What you should output is the data below, unchanged in every character.

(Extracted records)

__________________________________________________

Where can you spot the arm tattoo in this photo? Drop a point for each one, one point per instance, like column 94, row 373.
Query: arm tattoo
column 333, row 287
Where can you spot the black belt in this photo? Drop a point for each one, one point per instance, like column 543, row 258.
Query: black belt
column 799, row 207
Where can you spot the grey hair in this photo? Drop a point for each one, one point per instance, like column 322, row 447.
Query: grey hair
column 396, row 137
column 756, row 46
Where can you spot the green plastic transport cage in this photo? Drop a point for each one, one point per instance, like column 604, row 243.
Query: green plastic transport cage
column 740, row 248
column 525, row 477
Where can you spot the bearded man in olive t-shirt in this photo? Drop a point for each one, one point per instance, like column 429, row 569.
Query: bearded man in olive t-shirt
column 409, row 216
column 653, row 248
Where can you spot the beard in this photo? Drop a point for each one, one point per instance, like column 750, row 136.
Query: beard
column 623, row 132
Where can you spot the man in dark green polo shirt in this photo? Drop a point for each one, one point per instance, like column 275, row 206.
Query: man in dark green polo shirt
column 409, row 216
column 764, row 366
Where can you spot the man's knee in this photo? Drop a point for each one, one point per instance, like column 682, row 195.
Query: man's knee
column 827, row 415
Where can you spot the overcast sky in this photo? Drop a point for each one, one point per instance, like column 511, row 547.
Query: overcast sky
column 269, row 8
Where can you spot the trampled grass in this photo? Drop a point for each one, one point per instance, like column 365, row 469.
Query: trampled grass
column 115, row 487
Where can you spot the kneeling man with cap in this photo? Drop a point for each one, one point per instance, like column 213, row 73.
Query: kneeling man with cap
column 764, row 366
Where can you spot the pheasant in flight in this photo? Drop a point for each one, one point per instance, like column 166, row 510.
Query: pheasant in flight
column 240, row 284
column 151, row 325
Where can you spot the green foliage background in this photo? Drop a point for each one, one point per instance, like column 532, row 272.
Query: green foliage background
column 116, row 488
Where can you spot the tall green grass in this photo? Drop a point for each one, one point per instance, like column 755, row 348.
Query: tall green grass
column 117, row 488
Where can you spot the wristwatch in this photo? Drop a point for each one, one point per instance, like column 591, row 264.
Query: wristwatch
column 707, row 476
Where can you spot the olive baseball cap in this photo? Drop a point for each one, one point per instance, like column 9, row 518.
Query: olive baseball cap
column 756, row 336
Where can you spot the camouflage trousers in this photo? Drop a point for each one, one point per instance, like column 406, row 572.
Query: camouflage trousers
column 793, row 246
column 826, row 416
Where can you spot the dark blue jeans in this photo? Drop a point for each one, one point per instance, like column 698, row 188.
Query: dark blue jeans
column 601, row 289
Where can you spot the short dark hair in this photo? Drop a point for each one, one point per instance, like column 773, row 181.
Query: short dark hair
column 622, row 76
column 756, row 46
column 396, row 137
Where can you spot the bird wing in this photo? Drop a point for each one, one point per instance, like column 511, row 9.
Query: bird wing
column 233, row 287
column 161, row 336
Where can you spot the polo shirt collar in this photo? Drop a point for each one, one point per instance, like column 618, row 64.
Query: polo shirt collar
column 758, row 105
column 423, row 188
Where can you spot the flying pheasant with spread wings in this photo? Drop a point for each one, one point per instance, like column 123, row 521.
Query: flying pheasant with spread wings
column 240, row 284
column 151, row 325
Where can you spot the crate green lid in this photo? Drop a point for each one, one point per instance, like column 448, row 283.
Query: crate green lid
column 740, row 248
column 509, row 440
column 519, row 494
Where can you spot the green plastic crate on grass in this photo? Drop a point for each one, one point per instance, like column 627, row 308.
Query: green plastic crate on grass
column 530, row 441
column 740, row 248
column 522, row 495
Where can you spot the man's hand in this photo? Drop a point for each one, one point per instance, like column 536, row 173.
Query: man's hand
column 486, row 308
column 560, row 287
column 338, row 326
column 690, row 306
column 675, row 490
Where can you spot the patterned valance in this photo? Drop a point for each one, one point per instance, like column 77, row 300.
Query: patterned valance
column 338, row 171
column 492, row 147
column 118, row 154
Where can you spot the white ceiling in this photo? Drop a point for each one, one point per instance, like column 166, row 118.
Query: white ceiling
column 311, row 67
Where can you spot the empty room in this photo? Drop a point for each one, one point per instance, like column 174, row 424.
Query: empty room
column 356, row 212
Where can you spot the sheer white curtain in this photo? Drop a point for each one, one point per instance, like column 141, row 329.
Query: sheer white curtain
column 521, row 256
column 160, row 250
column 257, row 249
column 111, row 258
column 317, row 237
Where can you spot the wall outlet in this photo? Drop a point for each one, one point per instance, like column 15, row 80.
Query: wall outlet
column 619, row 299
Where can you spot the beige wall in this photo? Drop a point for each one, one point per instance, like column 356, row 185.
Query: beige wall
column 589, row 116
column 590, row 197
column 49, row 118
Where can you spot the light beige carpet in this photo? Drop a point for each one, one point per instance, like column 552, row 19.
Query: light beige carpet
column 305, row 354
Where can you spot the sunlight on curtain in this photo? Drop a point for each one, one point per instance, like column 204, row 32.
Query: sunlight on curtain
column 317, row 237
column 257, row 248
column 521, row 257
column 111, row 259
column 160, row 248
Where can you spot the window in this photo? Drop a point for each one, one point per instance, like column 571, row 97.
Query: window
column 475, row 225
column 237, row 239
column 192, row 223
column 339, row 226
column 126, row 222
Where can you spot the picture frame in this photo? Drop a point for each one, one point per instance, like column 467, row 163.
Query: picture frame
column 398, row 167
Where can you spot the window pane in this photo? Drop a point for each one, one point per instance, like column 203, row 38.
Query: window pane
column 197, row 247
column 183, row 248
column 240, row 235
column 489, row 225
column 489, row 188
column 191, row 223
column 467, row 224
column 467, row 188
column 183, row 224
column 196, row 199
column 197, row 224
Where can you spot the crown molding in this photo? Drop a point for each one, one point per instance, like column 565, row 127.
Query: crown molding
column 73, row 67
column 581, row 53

__________________________________________________

**Written answer**
Where can you spot the arm tattoo in this photo? Drop a point for each one, one point per instance, like column 94, row 373.
Query: arm tattoo
column 333, row 287
Where can you spot the black belt in this photo? Drop a point for each one, one point per instance, like column 543, row 258.
Query: black belt
column 799, row 207
Where can you spot the grey hair in this photo? Drop a point for each one, one point per instance, like column 322, row 447.
Query: grey hair
column 396, row 137
column 756, row 46
Where can you spot the green plastic transport cage in this photo? Drop a point for each one, one point per instance, like column 604, row 243.
Query: green plastic transport cage
column 740, row 248
column 525, row 477
Where can you spot the bearded man in olive t-shirt in this photo? Drop a point for each one, one point per instance, like column 429, row 569.
Query: bearded man in olive t-shirt
column 409, row 216
column 653, row 248
Where can you spot the beard in this photo? Drop a point for each one, one point per instance, like column 750, row 136.
Query: beard
column 623, row 132
Where can you spot the man in dark green polo shirt in this photo? Drop a point for each one, one point per instance, like column 275, row 206.
Query: man in dark green polo shirt
column 409, row 216
column 764, row 366
Where can you spot the man's knee in this photo? Drop a point for each one, one point per instance, like column 682, row 195.
Query: man's knee
column 827, row 415
Where can you spot the overcast sky in this photo? Drop a point for each one, one point per instance, like column 511, row 547.
Query: overcast sky
column 269, row 8
Where can you spot the trampled grass in this photo? Drop a point for each one, one point per instance, like column 365, row 469.
Query: trampled grass
column 115, row 487
Where can you spot the kneeling man with cap in this photo? Drop a point for each one, one point per instance, like column 213, row 73.
Query: kneeling man with cap
column 764, row 366
Where can you spot the pheasant in flight in this photo? Drop a point for each one, one point per instance, like column 166, row 510.
Query: pheasant in flight
column 240, row 284
column 151, row 325
Where can you spot the green foliage background in this photo? Drop a point for each one, one point per instance, like column 532, row 272.
Query: green foliage background
column 116, row 488
Where can you spot the tall green grass in this photo? Drop a point for each one, one point per instance, like column 755, row 348.
Query: tall green grass
column 117, row 488
Where can you spot the wristwatch in this photo? Drop a point for each one, one point per instance, like column 591, row 264.
Query: wristwatch
column 707, row 476
Where can you spot the olive baseball cap in this photo? Drop a point for each one, one point per instance, like column 9, row 518.
Query: olive baseball cap
column 756, row 336
Where can you spot the camouflage trousers in this photo? Drop a point for each one, one point per instance, like column 406, row 572.
Query: camouflage trousers
column 793, row 246
column 826, row 416
Where can you spot the dark blue jeans in this photo? Drop a point for each one, one point per instance, like column 698, row 188.
Query: dark blue jeans
column 601, row 289
Where can you spot the short dark hair in this photo? Drop a point for each one, one point per instance, like column 773, row 181.
Query: short dark hair
column 622, row 76
column 756, row 46
column 396, row 137
Where can you spot the bird wing in this photo? Drop a point for each one, one point per instance, like column 511, row 9.
Query: bird wing
column 233, row 287
column 161, row 336
Where can you spot the polo shirt collar in this photo? Drop a point for each one, one point per instance, like column 618, row 64.
Query: polo shirt collar
column 758, row 105
column 423, row 188
Where can you spot the flying pheasant with spread wings in this photo? Drop a point for each one, one point per instance, like column 123, row 521.
Query: flying pheasant with spread wings
column 240, row 284
column 151, row 325
Where can you spot the crate green lid in this photo? Drop a point for each one, one point per instance, like column 448, row 283.
Query: crate green lid
column 740, row 248
column 509, row 440
column 519, row 494
Where can you spot the green plastic crate on grass in this photo? Drop a point for each one, one point per instance, like column 627, row 308.
Query: green plastic crate on grass
column 530, row 441
column 740, row 248
column 522, row 495
Where can you spot the man's hand in this photo? Drop a point for each one, one point per instance, like column 536, row 173.
Query: man's hand
column 486, row 308
column 560, row 287
column 338, row 326
column 690, row 306
column 675, row 490
Where can you spot the patterned valance in this photo? Drop a point for each one, one point per instance, like column 77, row 300.
Query: patterned valance
column 338, row 171
column 492, row 147
column 118, row 154
Where can you spot the white ceiling in this photo? Drop a point for each one, one point per instance, like column 166, row 118.
Query: white ceiling
column 311, row 67
Where can you spot the empty room in this photo? Drop a point for each one, one point per instance, like column 174, row 424.
Query: empty room
column 356, row 212
Where can you spot the sheer white curtain in this photo? Drop a point for each one, one point per instance, like column 141, row 329.
Query: sheer white curtain
column 521, row 256
column 160, row 250
column 257, row 249
column 111, row 258
column 317, row 237
Where can you spot the wall outlet in this photo? Drop a point for each one, one point per instance, like column 15, row 80.
Query: wall outlet
column 619, row 299
Where can you spot the beige wall in this photo? Drop a point for each one, one point per instance, like column 356, row 185.
Query: beige wall
column 589, row 116
column 590, row 197
column 49, row 118
Where can you spot the light beige carpet in this photo? Drop a point for each one, one point per instance, like column 552, row 19.
Query: light beige carpet
column 305, row 354
Where can you spot the sunlight on curtain in this photo? Drop a point for each one, one point per instance, like column 204, row 32.
Query: sunlight on curtain
column 317, row 237
column 257, row 248
column 521, row 257
column 111, row 259
column 160, row 248
Where can you spot the window in this photo? Drop a point for each one, one point per instance, like column 571, row 97.
Query: window
column 475, row 225
column 237, row 239
column 192, row 223
column 339, row 226
column 126, row 222
Where can you spot the picture frame in this photo? Drop a point for each one, one point per instance, like column 467, row 163.
Query: picture frame
column 398, row 167
Where can you spot the window pane in this photo? Drop a point for each one, one point per instance, like column 203, row 38.
Query: window pane
column 197, row 247
column 183, row 248
column 240, row 235
column 489, row 225
column 489, row 188
column 191, row 223
column 467, row 224
column 467, row 188
column 183, row 224
column 196, row 199
column 197, row 224
Where can you spot the crown molding in this photo? Drop a point for each one, one point per instance, like column 565, row 127.
Query: crown molding
column 73, row 67
column 581, row 53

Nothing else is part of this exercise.